◆ **Exercise**
Find every line in the listing below that contains the word "wall" and copy each one. Case counts.

◆ **Supplied data**
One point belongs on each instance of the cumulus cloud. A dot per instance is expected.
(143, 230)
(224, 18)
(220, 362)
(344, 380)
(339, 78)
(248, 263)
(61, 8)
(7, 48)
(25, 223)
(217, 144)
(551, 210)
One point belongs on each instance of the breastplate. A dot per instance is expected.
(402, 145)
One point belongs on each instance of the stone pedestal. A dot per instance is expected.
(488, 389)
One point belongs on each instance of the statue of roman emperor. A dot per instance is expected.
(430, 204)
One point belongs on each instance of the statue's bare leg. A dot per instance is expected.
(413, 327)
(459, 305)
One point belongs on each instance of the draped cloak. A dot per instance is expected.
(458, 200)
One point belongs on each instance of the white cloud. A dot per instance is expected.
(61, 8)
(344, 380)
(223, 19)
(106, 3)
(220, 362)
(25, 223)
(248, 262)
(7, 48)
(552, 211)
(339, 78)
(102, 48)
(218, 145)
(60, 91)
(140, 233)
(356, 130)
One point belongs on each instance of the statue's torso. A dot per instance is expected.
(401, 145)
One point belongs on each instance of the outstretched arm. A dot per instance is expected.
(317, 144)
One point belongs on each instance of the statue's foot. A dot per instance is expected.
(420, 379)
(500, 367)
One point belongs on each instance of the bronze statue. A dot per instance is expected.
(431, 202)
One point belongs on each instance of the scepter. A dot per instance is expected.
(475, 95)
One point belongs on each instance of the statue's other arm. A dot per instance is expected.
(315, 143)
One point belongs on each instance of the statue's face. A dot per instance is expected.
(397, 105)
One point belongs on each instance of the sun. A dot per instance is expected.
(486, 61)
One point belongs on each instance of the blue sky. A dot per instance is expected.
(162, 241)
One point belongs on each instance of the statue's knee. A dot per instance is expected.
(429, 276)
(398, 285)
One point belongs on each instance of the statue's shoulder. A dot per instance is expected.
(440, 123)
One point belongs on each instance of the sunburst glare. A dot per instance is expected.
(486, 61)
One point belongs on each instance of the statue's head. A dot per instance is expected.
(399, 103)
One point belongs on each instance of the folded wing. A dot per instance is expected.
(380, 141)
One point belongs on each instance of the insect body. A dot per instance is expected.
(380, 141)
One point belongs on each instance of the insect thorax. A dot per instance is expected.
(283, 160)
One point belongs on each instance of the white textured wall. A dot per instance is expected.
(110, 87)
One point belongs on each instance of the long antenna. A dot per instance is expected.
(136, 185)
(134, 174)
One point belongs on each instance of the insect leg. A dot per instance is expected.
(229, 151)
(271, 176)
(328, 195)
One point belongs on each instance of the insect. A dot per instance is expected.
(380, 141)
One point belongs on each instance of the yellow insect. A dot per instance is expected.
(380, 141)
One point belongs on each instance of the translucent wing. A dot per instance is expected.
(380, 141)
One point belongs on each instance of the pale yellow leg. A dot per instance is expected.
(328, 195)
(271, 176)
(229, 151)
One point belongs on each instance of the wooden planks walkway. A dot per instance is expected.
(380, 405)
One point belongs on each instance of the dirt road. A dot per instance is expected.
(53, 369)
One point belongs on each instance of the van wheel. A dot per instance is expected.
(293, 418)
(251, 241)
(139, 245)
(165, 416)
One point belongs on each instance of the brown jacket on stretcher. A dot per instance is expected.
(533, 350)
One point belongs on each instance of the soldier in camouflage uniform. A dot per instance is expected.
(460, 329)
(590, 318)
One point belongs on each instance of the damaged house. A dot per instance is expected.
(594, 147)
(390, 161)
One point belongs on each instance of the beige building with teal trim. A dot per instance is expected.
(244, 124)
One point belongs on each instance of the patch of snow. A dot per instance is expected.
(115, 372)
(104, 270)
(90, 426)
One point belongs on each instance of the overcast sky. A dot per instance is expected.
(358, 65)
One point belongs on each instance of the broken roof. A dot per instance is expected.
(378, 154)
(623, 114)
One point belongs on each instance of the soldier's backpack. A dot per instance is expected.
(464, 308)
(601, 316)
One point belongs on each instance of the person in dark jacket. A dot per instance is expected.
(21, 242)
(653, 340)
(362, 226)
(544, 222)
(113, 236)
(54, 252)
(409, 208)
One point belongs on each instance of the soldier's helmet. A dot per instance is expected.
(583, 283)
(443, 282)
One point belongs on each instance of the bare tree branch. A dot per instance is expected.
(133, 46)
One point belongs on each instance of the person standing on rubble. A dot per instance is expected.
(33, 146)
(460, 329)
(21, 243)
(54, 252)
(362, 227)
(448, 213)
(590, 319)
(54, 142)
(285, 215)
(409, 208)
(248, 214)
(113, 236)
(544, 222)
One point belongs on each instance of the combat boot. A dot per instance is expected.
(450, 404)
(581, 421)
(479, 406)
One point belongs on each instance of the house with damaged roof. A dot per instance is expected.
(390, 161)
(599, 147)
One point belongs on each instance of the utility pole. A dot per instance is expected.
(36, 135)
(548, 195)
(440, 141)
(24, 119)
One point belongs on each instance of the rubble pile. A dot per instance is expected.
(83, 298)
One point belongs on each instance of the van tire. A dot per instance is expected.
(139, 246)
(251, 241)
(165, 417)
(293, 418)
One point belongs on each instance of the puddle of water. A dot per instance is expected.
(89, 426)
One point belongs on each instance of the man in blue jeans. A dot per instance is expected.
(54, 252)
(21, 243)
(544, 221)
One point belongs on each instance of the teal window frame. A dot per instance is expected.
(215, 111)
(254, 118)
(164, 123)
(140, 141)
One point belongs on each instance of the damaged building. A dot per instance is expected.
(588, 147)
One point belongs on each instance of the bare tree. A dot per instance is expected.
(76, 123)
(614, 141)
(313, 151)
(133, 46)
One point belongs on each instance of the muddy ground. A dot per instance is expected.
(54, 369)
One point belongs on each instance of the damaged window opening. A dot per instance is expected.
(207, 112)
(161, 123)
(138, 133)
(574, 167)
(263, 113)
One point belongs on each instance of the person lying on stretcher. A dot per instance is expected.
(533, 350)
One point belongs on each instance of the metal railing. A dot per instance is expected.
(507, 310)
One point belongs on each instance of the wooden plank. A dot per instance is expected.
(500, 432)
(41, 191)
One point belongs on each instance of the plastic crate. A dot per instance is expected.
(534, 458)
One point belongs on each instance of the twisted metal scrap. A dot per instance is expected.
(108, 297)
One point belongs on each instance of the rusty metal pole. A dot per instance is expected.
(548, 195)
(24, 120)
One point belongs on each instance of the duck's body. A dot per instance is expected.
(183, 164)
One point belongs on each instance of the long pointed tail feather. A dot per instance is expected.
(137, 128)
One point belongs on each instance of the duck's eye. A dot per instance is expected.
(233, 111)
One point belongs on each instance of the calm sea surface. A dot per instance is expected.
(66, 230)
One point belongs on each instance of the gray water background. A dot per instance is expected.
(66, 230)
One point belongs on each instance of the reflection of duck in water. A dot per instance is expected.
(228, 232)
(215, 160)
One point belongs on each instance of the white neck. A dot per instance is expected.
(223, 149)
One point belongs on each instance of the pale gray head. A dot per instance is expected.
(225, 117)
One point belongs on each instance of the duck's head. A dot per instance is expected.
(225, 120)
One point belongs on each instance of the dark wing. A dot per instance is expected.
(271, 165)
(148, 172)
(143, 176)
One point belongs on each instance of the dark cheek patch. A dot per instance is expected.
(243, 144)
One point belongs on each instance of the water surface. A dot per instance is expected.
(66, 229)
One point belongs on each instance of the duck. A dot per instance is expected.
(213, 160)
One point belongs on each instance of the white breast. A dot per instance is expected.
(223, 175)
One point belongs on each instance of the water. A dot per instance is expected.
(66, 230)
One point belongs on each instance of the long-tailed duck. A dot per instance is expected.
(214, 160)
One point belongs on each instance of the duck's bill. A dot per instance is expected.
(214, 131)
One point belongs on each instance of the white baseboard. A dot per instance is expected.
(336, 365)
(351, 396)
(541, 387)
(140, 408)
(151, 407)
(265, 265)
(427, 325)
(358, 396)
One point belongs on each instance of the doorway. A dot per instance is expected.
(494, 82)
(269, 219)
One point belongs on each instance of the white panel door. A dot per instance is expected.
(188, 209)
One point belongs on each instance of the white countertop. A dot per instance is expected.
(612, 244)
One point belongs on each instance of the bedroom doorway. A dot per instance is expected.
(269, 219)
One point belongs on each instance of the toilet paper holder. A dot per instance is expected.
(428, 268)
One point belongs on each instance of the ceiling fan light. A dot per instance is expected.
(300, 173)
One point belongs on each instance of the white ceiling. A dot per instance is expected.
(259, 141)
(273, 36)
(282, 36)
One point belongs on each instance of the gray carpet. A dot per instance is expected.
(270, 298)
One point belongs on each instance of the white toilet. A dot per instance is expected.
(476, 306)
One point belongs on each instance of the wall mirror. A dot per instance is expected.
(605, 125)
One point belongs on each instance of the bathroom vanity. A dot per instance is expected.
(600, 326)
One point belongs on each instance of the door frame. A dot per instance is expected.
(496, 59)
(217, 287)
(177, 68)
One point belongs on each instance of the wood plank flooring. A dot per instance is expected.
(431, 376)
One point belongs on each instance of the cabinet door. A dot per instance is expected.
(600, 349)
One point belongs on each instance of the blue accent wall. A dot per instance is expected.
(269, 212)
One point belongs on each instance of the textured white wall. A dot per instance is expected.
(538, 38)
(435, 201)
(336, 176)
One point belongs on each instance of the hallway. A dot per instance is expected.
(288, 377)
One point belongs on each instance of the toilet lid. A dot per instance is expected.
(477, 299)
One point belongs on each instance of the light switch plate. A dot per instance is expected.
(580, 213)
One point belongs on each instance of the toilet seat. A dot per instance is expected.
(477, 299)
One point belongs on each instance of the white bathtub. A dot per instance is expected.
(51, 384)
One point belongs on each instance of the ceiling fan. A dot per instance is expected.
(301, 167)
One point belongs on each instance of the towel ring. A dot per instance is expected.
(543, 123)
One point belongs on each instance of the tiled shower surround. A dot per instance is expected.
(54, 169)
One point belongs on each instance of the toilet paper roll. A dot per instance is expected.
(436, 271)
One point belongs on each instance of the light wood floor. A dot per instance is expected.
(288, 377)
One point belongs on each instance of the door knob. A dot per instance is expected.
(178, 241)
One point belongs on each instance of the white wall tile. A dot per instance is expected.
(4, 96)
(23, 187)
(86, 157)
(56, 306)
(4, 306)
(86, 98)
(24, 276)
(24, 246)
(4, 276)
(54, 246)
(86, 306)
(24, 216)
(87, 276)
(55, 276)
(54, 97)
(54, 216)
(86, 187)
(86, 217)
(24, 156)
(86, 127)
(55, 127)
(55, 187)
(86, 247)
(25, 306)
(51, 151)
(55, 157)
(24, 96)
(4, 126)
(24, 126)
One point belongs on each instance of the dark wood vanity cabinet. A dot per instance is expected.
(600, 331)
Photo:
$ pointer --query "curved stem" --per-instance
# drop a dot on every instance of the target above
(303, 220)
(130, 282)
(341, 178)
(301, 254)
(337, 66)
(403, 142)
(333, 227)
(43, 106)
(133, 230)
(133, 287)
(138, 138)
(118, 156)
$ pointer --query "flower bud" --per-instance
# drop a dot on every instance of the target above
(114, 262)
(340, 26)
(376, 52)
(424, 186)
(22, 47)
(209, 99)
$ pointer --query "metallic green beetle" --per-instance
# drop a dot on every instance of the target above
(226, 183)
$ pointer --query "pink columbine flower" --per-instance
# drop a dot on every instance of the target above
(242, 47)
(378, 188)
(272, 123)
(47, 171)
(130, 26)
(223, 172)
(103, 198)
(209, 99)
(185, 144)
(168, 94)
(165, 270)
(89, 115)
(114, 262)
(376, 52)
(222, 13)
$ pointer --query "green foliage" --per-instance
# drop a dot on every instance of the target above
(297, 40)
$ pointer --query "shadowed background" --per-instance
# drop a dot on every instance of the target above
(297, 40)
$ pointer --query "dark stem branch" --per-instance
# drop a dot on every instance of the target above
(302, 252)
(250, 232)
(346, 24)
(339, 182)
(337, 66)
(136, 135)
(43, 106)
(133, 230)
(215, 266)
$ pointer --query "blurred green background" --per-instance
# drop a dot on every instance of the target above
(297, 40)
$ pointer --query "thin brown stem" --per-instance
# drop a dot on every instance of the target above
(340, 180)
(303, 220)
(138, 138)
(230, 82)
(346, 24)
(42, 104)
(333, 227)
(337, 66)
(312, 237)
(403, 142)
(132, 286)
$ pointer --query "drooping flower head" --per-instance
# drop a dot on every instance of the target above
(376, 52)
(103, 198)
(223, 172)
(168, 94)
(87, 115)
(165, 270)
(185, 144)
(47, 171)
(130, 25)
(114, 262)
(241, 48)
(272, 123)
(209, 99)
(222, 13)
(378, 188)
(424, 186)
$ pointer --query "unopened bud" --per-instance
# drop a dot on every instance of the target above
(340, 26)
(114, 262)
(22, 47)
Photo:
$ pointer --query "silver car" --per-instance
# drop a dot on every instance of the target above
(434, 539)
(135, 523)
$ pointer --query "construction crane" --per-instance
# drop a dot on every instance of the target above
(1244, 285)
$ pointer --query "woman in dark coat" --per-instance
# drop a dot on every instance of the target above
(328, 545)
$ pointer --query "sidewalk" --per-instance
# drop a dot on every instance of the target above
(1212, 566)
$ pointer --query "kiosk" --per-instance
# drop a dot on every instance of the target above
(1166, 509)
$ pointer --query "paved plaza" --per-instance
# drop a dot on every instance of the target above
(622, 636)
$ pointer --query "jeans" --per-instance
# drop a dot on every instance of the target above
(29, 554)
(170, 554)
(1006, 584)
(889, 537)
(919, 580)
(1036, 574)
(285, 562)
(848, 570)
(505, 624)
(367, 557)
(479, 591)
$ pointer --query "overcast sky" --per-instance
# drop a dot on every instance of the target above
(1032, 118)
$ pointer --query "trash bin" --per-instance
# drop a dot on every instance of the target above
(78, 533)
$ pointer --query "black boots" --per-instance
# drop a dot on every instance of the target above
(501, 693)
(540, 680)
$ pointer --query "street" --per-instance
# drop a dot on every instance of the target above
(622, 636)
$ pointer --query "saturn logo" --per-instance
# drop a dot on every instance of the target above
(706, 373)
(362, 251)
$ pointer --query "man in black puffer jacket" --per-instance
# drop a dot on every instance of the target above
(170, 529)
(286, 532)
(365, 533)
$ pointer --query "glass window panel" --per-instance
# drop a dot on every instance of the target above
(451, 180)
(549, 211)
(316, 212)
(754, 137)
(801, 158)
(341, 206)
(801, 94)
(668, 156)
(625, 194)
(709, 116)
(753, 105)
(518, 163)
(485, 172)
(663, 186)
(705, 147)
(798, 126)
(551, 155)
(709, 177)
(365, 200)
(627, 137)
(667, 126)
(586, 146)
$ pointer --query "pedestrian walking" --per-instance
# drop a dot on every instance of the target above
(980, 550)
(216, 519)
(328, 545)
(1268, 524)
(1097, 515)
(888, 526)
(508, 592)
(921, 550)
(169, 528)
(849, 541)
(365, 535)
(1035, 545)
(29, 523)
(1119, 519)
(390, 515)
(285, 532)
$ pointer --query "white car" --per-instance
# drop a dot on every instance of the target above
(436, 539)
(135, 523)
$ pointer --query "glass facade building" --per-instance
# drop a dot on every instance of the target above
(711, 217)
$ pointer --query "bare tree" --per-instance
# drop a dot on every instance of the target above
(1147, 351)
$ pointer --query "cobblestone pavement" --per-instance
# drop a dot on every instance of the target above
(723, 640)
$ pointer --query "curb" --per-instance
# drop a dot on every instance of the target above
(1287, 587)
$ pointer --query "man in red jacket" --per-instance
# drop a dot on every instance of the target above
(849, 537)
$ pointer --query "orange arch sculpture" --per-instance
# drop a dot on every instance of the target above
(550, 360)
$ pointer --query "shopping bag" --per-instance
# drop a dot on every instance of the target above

◆ **Output for this exercise**
One point belongs on each instance of the white textured wall. A dot per instance is expected.
One point belongs on each instance of the wall mirror. A dot per instance is expected.
One point belongs on each instance of the blue accent wall. A dot per instance is expected.
One point belongs on each instance of the textured white wall. A dot per instance is expected.
One point belongs on each instance of the white wall tile. A dot per instance is expected.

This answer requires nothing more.